» **What you need to do**: Once you have read the records, write them out again exactly.

» **Dataset records**:
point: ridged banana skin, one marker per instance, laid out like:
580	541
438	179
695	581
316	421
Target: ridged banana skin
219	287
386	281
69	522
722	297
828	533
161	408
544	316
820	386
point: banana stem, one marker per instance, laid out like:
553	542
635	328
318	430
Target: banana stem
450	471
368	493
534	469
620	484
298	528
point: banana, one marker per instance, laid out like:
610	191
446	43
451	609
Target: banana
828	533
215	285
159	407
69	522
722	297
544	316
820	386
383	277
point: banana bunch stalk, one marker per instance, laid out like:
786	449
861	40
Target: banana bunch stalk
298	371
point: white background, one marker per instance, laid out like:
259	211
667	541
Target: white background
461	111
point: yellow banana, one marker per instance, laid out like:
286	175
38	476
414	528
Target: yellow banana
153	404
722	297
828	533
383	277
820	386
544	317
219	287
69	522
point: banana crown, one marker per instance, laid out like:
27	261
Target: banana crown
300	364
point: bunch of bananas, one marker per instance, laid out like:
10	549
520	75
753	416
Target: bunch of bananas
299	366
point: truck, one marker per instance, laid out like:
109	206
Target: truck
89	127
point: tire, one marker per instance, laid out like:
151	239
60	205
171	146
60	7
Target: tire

» **Output**:
point: ridged banana skin, one marker per instance, laid out like:
580	541
438	179
695	581
316	421
Target: ridged banana skin
219	287
386	281
69	522
722	297
828	533
161	408
544	316
820	386
point: banana stem, one marker per instance, laid out like:
553	542
635	328
318	430
Target: banana stem
450	471
368	493
534	469
620	484
298	528
point: banana, one marker per instance, laid out like:
610	191
446	43
451	609
Target: banana
828	533
215	285
159	407
69	522
722	297
544	316
820	386
383	277
point: banana bunch stalk, one marker per instance, laid out like:
786	449
861	40
Target: banana bunch stalk
298	371
point: white background, one marker per instance, laid out like:
259	211
667	541
Target: white background
461	111
point: yellow banana, one marker per instance, laid out like:
286	175
38	476
414	528
Target: yellow banana
153	404
722	297
828	533
383	277
820	386
544	317
219	287
69	522
point: banana crown, one marker per instance, laid out like:
27	261
Target: banana crown
300	364
point: bunch of bananas, one marker per instance, laid out like:
10	549
520	75
753	416
Target: bunch of bananas
299	366
point: truck, one marker per instance, laid out like:
109	206
Target: truck
89	127
point: tire, one marker per instance, laid out like:
151	239
60	205
171	146
60	7
Target: tire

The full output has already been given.